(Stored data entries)
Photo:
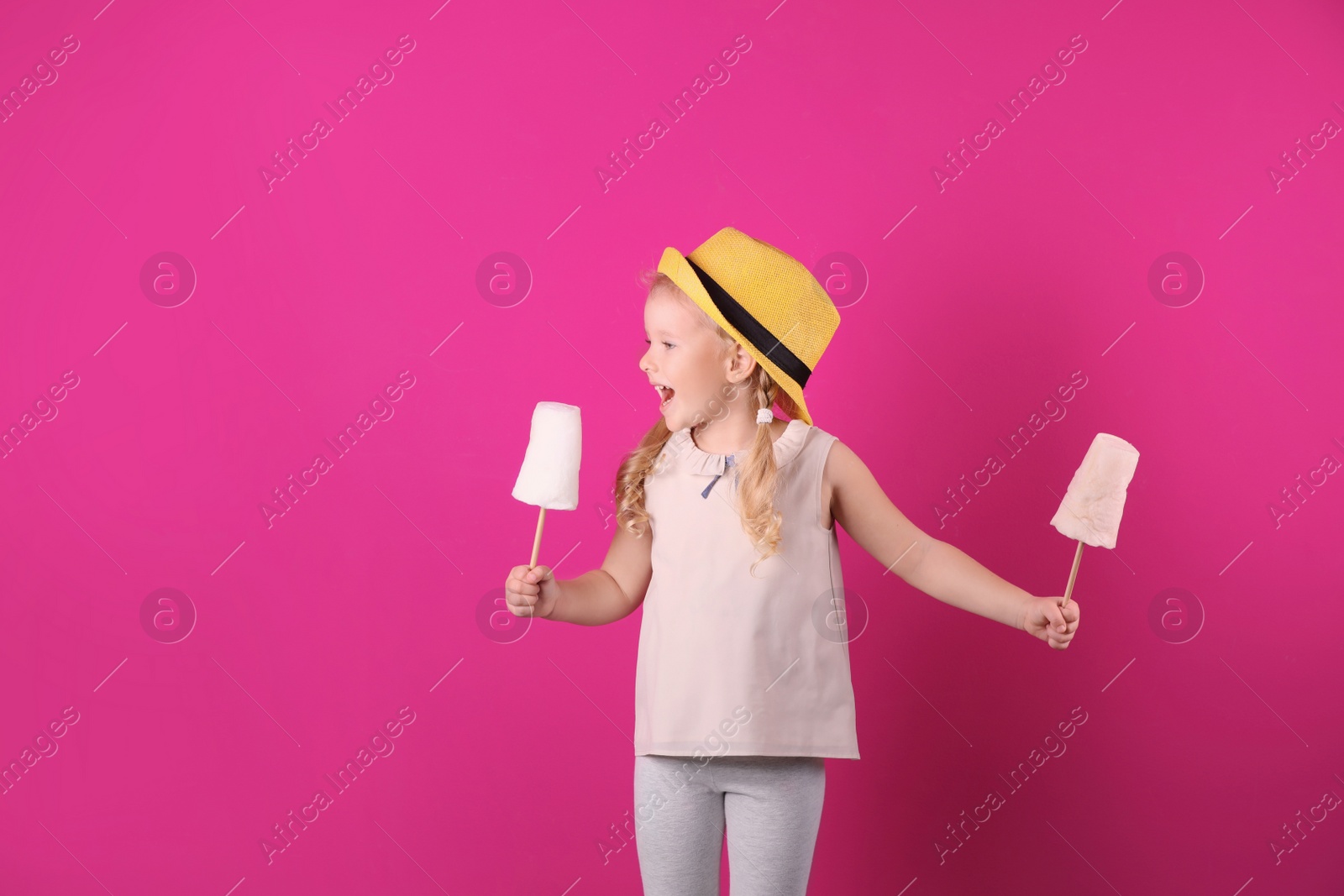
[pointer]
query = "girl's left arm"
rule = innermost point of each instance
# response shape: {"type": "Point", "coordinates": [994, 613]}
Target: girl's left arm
{"type": "Point", "coordinates": [936, 567]}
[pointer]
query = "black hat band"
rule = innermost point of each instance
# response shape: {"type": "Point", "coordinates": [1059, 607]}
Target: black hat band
{"type": "Point", "coordinates": [752, 329]}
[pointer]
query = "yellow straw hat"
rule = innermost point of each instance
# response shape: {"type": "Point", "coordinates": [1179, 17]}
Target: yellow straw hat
{"type": "Point", "coordinates": [765, 298]}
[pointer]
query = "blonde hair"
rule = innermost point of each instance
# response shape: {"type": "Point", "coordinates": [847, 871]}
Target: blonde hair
{"type": "Point", "coordinates": [757, 473]}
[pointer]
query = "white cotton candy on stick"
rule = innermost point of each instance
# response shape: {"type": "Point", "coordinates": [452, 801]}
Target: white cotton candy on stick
{"type": "Point", "coordinates": [550, 474]}
{"type": "Point", "coordinates": [1095, 497]}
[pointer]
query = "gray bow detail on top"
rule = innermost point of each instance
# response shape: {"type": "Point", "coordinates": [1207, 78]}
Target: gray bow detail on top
{"type": "Point", "coordinates": [727, 461]}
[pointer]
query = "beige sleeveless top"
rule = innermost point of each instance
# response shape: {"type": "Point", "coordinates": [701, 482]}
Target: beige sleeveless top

§ Problem description
Give the lines of the entries above exactly as they appear, leaving out each picture.

§ Output for this exercise
Photo:
[pointer]
query = "girl's left arm"
rule = innermost point of each instance
# response shape: {"type": "Point", "coordinates": [994, 613]}
Target: girl's left arm
{"type": "Point", "coordinates": [936, 567]}
[pointer]
query = "black hat band"
rule = innermost point of each instance
# response shape: {"type": "Point", "coordinates": [1059, 607]}
Target: black hat band
{"type": "Point", "coordinates": [752, 329]}
[pointer]
query = "yellow straw hat"
rule = innermost point of each instance
# response shape: {"type": "Point", "coordinates": [1179, 17]}
Target: yellow straw hat
{"type": "Point", "coordinates": [765, 298]}
[pointer]
query = "blonde hair"
rule = innermost point of each instance
# response shape: {"type": "Point", "coordinates": [847, 871]}
Target: blonde hair
{"type": "Point", "coordinates": [757, 473]}
[pointer]
query = "white cotton candy on stick"
rule = innermost point of each instance
# response shape: {"type": "Point", "coordinates": [452, 801]}
Target: white cotton candy on stick
{"type": "Point", "coordinates": [550, 474]}
{"type": "Point", "coordinates": [1095, 497]}
[pointer]
query = "gray bow detail on top"
rule = innermost point of each instance
# response shape: {"type": "Point", "coordinates": [1207, 78]}
Target: gray bow detail on top
{"type": "Point", "coordinates": [727, 461]}
[pointer]
query = "beige sleeveless top"
rule = innermost point of each instance
# response shape: {"type": "Point", "coordinates": [701, 482]}
Target: beige sleeveless top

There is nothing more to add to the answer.